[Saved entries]
########
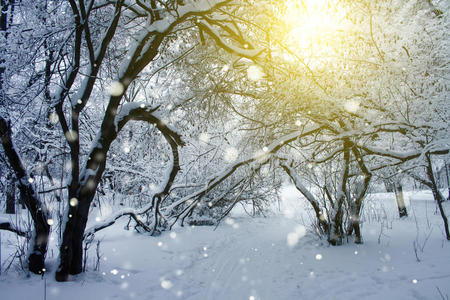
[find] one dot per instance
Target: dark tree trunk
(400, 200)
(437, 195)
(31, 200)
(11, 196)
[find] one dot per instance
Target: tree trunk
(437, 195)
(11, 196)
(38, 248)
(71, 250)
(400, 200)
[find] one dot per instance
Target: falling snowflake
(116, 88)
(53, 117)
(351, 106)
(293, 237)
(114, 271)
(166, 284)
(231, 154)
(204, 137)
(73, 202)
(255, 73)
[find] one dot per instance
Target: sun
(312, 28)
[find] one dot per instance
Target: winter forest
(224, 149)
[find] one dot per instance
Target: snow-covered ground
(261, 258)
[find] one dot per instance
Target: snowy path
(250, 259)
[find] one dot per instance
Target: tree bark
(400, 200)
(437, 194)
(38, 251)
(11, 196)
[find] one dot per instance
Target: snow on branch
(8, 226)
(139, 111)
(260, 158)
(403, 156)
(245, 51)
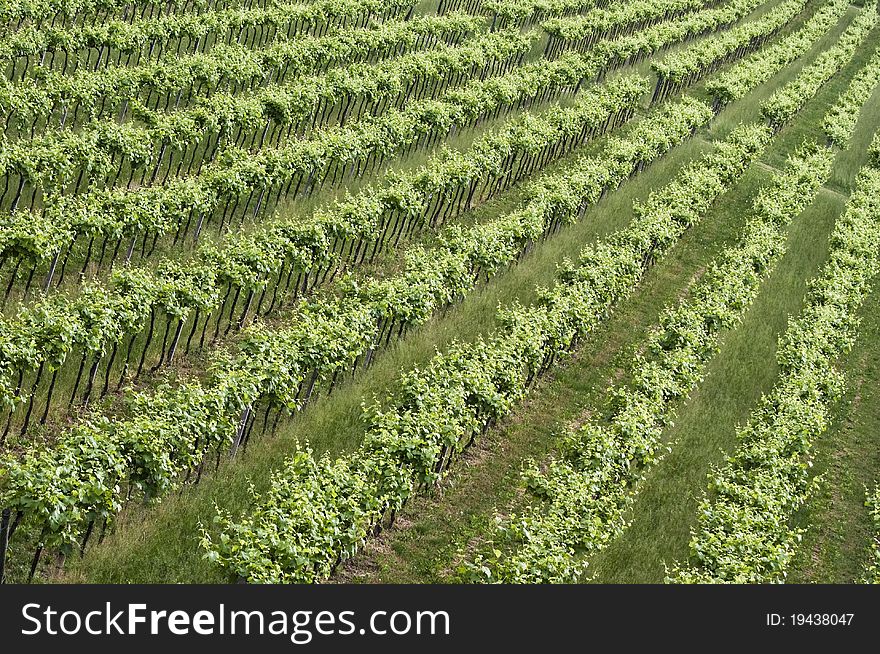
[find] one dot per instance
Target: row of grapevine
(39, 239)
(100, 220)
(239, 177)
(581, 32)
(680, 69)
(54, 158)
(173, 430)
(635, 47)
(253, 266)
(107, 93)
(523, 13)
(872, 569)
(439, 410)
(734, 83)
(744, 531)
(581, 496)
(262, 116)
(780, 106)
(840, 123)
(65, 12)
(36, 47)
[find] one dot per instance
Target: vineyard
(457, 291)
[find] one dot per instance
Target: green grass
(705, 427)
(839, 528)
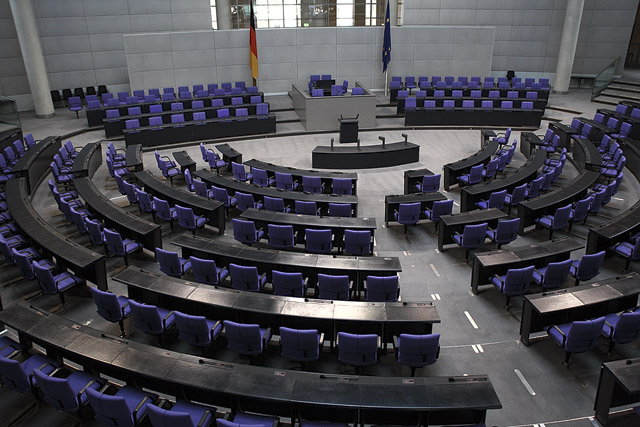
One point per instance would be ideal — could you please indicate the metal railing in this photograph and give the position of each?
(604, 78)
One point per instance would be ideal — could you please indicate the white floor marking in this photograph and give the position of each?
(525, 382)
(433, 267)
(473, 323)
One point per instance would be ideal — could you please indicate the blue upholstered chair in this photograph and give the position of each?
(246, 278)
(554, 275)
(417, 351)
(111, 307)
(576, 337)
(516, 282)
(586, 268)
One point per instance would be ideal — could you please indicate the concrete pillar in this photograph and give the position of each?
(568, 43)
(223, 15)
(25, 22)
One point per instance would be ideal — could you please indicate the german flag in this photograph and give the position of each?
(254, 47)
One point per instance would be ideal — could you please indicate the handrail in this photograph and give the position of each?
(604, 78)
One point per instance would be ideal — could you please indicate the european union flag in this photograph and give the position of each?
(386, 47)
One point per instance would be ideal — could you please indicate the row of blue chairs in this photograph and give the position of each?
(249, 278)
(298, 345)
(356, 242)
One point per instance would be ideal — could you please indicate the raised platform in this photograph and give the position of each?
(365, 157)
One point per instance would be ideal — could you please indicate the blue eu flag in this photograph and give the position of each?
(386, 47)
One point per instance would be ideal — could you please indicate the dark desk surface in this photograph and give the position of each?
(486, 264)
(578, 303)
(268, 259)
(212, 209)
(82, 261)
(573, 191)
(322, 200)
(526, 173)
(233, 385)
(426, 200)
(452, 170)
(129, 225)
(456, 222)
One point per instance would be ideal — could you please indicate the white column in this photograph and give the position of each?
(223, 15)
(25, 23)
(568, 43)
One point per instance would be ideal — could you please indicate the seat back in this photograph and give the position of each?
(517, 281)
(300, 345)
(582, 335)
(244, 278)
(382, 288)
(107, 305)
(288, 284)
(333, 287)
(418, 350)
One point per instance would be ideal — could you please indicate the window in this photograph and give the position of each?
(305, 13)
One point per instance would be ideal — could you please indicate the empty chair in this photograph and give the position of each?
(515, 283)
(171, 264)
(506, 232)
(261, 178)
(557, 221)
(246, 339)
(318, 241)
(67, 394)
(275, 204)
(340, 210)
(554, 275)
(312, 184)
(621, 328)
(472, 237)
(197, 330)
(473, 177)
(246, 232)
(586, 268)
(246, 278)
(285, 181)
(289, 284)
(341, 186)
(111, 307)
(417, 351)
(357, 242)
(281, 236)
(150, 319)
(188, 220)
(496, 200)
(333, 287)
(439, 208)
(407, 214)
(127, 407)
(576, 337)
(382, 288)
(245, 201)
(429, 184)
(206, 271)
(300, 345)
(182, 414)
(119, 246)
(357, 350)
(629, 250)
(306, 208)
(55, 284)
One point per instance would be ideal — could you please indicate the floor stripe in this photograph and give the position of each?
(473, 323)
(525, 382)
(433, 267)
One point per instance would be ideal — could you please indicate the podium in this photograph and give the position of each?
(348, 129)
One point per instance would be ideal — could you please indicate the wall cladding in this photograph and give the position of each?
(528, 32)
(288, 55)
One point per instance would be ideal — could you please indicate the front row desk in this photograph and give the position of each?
########
* WHAT IS EXPECTED
Rename "photograph" to "image" in the material, starting at the line that contains "the white column" and continuing through the last line. Leave everything else unchanged, and give back only those lines.

* WRITTEN RESPONSE
One point per instance would be ideal — could you please indicate the white column in this image and give the position of each?
(223, 15)
(25, 23)
(568, 43)
One point per instance would be ideal — could you please indicate the seat back in this image and give the position of each?
(517, 281)
(300, 345)
(582, 335)
(244, 278)
(382, 288)
(107, 305)
(288, 284)
(333, 287)
(418, 350)
One point per instance would be ideal — could you please indicate the window in this image and give the position of each?
(305, 13)
One point per instance would be ideal — could you please indicate the empty chair in this image and give the position of each?
(515, 283)
(171, 264)
(506, 232)
(261, 178)
(557, 221)
(246, 339)
(318, 241)
(67, 394)
(275, 204)
(340, 210)
(554, 275)
(312, 184)
(621, 328)
(472, 237)
(197, 330)
(473, 177)
(246, 232)
(586, 268)
(246, 278)
(285, 181)
(289, 284)
(341, 186)
(111, 307)
(417, 351)
(357, 242)
(281, 236)
(150, 319)
(188, 220)
(496, 200)
(333, 287)
(439, 208)
(407, 214)
(127, 407)
(576, 337)
(382, 288)
(245, 201)
(429, 184)
(206, 271)
(300, 345)
(182, 414)
(119, 246)
(357, 350)
(629, 250)
(306, 208)
(55, 284)
One point per instance would be ideal — could you please indicate the floor stripe in this image and give the position of each?
(473, 323)
(525, 382)
(433, 267)
One point per instance would be ideal — could you please indicate the podium in this image and give the position of each?
(348, 129)
One point per instance would be ideal — could you please indicate the wall cladding in this image and give the position of each?
(528, 32)
(288, 55)
One point per instance would be ideal — could you please indicate the front row desk in this image and give the position of each?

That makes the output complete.